**TASK DESCRIPTION:** Reproduce each of the entries below word for word, keeping every line and number unchanged.

**RECORDS TO PROCESS:**
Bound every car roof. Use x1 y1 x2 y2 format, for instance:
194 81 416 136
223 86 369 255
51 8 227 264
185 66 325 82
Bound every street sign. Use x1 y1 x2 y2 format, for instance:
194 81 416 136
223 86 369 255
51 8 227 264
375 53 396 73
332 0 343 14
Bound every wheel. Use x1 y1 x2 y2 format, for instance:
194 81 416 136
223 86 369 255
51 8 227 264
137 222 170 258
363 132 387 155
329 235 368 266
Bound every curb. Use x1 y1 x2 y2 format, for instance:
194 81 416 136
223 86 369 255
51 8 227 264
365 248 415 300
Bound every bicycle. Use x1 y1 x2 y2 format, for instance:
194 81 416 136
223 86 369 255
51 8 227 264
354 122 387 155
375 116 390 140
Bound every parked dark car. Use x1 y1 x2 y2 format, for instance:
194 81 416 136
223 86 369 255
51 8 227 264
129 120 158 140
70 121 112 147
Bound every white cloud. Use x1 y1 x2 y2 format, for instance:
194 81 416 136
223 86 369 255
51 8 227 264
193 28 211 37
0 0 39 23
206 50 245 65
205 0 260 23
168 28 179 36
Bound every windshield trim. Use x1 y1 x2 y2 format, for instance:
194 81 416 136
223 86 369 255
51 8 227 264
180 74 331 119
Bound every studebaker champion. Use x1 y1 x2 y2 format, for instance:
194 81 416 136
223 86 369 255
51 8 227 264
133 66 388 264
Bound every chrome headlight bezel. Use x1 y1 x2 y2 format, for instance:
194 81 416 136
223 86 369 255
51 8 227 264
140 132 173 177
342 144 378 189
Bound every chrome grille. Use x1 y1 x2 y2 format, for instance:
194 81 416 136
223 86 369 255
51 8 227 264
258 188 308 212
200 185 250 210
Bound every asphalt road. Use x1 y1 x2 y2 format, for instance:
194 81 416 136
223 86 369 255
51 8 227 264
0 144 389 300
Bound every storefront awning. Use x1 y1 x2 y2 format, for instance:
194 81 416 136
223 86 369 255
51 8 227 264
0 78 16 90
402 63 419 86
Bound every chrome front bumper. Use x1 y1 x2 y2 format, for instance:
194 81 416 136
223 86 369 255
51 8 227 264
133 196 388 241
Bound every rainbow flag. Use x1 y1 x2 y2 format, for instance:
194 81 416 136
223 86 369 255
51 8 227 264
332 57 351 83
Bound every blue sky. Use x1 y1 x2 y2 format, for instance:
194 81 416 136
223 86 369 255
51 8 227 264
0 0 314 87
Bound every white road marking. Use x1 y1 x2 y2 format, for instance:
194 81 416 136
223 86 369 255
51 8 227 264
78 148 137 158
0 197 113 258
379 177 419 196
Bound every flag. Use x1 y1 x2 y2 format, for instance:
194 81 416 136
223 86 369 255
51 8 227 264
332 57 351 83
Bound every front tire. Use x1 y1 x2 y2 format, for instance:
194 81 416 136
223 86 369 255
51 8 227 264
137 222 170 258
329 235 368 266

**EXPECTED ANSWER:**
Bound every car roof. Use x1 y1 x2 y2 format, for instance:
194 81 416 136
223 86 369 255
51 8 227 264
185 66 325 82
Bound every street sign. Use x1 y1 x2 y2 format, for instance:
194 81 416 136
223 86 369 255
51 8 227 264
375 53 396 73
332 0 343 14
Bound every wheel. Use x1 y1 x2 y2 format, for instance:
194 81 416 136
223 86 369 255
51 8 227 264
137 222 170 258
363 132 387 155
329 235 368 266
Bound every curb. Use x1 y1 x2 y2 format, for instance:
194 81 416 136
223 86 369 255
51 8 227 264
365 248 415 300
Bound every bicycle. Use x1 y1 x2 y2 format, for instance:
194 81 416 136
223 86 369 255
51 8 227 264
354 122 387 155
375 116 390 140
Bound every parked dark car. Use x1 y1 x2 y2 format, for instance:
194 81 416 136
223 86 369 255
51 8 227 264
129 120 158 140
70 121 112 147
Bound every white cloud. Use x1 y1 x2 y2 format, for instance:
194 81 416 136
223 86 369 255
51 8 227 264
193 28 211 37
0 0 39 23
206 50 245 65
205 0 260 23
168 28 179 36
Bound every windshield trim. Use x1 y1 x2 y2 format, for instance:
194 81 416 136
223 86 369 255
51 8 227 264
180 74 331 119
Bound every studebaker champion. Use x1 y1 x2 y2 format, for instance:
194 81 416 136
223 86 369 255
51 8 227 264
133 66 388 264
Bound every chrome headlight bezel. Use x1 y1 x2 y2 format, for instance:
194 81 416 136
223 86 369 255
51 8 227 264
140 132 173 177
342 144 378 189
Bound every chrome grille. Use x1 y1 x2 y2 format, for instance:
194 81 416 136
223 86 369 255
51 8 227 264
258 188 308 212
200 185 250 210
Bound every asphalt road. Use x1 y1 x2 y2 format, for instance:
194 81 416 136
223 86 369 255
51 8 227 264
0 144 389 300
Bound every storefront awning. Use x1 y1 x2 y2 format, for instance:
194 81 416 136
223 86 369 255
51 8 227 264
0 78 16 90
402 63 419 86
Bound every chrome front bumper. Use x1 y1 x2 y2 format, for instance:
194 81 416 136
223 86 369 255
51 8 227 264
133 196 388 241
Bound every rainbow flag. Use x1 y1 x2 y2 format, for instance:
194 81 416 136
223 86 369 255
51 8 227 264
332 57 351 83
Bound every blue sky. Use x1 y1 x2 y2 format, for instance:
194 81 416 136
223 86 369 255
51 8 227 264
0 0 314 87
Bound every white road marking. Use x1 y1 x2 y2 format, for instance:
194 81 416 136
223 86 369 255
51 8 227 264
78 148 137 158
0 197 113 258
379 177 419 196
Bound every flag. Use x1 y1 x2 y2 format, for instance:
194 81 416 136
223 86 369 255
51 8 227 264
332 57 351 83
Bound every front tire. Use x1 y1 x2 y2 format, for instance:
194 81 416 136
223 86 369 255
51 8 227 264
137 222 170 258
329 235 368 266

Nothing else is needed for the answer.